----- Extrait choisi -----
Qu'est-ce que l'Église ? L'Église est le Corps mystique du Christ. Quel est son but ? L'Église n'a pas d'autre but que de prendre ici-bas des âmes, de les capter, de les saisir sous la lumière du Christ, de les unir au Christ dans la charité, de faire un tout avec le Christ : c'est le Christ total, l'Église, Corps mystique du Christ.
L'Église a-t-elle terminé sa mission lorsqu'elle
a fait cela ? Non, elle n'a fait que la commencer. Le but final essentiel de l'Eglise, c'est de conduire les âmes dans la vie trinitaire.
Le Verbe s'est incarné, il a pris une humanité afin de se servir de cette humanité comme appât, afin de nous saisir par elle et ensuite, comme dit l'Église au jour de l'Ascension, d'entraîner cette humanité captive4 là où il est, là où il vit, à la droite du Père, au sein de la Trinité sainte. Nous entrons dans l'Église non pas uniquement pour être ses membres, mais pour être unis au Christ et, par notre identification à lui, entrer au sein de la Trinité sainte comme des fils et y faire les opérations du Verbe lui-même.
Notre vocation n'est donc pas seulement d'être membres de l'Église, c'est d'être les enfants de Dieu. C'est de participer à toutes les opérations du Verbe, de participer à sa nature par la grâce, de participer à son sacerdoce, à sa filiation divine, à sa lumière et à son bonheur. Le but final, c'est d'entrer dans le rythme de la vie trinitaire et d'y exercer les opérations du Verbe, les opérations du Fils.
Ces opérations, nous les ferons pendant toute l'éternité, car le Ciel n'est pas autre chose que cela. Le Ciel ne consiste pas à jouir de tel
ou tel bonheur sensible ou intellectuel : le Ciel consiste à voir Dieu et à être entraîné dans le mouvement du Verbe au sein de la Trinité sainte. Cette opération, à savoir de voir Dieu, fera notre bonheur dans le Ciel ; si nous n'allons pas au Ciel pour voir Dieu, ce n'est pas la peine d'y aller, car ce sera là notre opération, notre occupation essentielle.
----- Données extraites -----
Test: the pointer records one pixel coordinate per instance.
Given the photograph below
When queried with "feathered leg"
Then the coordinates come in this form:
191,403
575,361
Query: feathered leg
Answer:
-----
----- Données extraites -----
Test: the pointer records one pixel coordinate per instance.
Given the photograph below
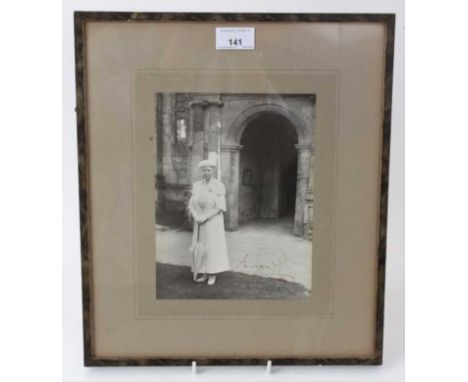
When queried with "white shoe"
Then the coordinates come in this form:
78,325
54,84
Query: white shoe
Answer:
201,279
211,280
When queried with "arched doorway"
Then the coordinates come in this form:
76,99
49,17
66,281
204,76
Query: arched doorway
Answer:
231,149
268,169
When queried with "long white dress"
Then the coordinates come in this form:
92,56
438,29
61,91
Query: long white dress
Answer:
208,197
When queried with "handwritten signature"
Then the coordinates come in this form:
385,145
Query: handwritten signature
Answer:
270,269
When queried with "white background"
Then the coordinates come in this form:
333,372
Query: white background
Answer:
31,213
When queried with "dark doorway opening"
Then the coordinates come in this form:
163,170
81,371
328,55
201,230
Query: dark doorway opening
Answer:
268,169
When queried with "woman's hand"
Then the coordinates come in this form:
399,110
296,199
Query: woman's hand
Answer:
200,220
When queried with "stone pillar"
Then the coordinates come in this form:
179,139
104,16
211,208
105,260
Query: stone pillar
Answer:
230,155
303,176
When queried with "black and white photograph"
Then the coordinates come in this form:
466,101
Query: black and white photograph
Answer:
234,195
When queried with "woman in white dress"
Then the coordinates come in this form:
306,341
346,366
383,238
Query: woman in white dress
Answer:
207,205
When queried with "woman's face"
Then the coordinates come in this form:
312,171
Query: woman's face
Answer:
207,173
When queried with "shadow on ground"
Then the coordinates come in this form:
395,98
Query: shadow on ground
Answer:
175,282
-----
----- Données extraites -----
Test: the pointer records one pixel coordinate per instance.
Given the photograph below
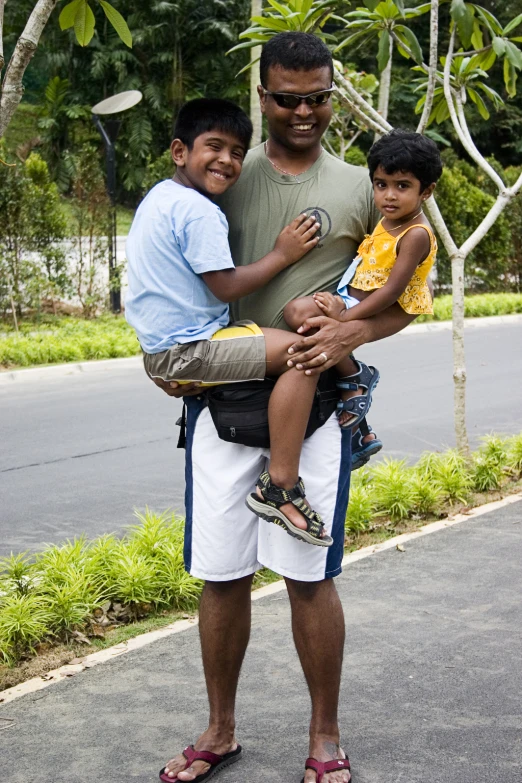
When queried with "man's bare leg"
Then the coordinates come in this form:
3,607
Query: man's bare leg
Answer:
-----
**Tâche courte 1:** Dans l'extrait sur l'Église, en quoi consiste le Ciel ?
**Tâche courte 2:** Poursuivez le texte sur l'Église et la vie trinitaire après sa dernière phrase.
Les items ne sont pas utiles ici.

**Réponse rédigée 1:** Le Ciel consiste à voir Dieu et à être entraîné dans le mouvement du Verbe au sein de la Trinité sainte.

**Réponse rédigée 2:**
Cette occupation essentielle, qui consiste donc à voir Dieu dans le Ciel, l'Église la remplit déjà ici-bas, et elle doit la remplir. Elle ne la remplit pas seulement en espérance mais en réalité. Par conséquent, la fonction contemplative, non pas seulement la fonction qui consiste à chercher les vestiges de Dieu dans la nature ou sa ressemblance et la participation de sa vie dans une âme, mais la contemplation de Dieu lui-même, est une opération essentielle à la vie de l'Église. Et elle doit être remplie par tous les chrétiens, à la mesure même de leur participation à la vie de l'Église.
Refuser donc de considérer Dieu, de contempler Dieu avec les moyens qu'il nous a donnés ici-bas, à savoir les vertus théologales, la vertu de foi spécialement, éclairée par la charité, les dons du Saint-Esprit, c'est refuser la fonction essentielle du chrétien. C'est vouloir limiter ces fonctions surnaturelles et spirituelles du chrétien à des fonctions purement temporelles et bien secondaires.
La prière contemplative doit donc être
exercée ici-bas, et spécialement par l'apôtre. Notre grâce ne nous fait pas participer seulement à une des fonctions du sacerdoce du Christ, cette fonction spéciale déterminée par notre vocation particulière. Elle nous fait participer à tous les privilèges du Christ : tout le Christ est à moi5, toutes les opérations du Christ sont à moi et je dois donc les exercer toutes, à la mesure évidemment de mes capacités et de ma vocation.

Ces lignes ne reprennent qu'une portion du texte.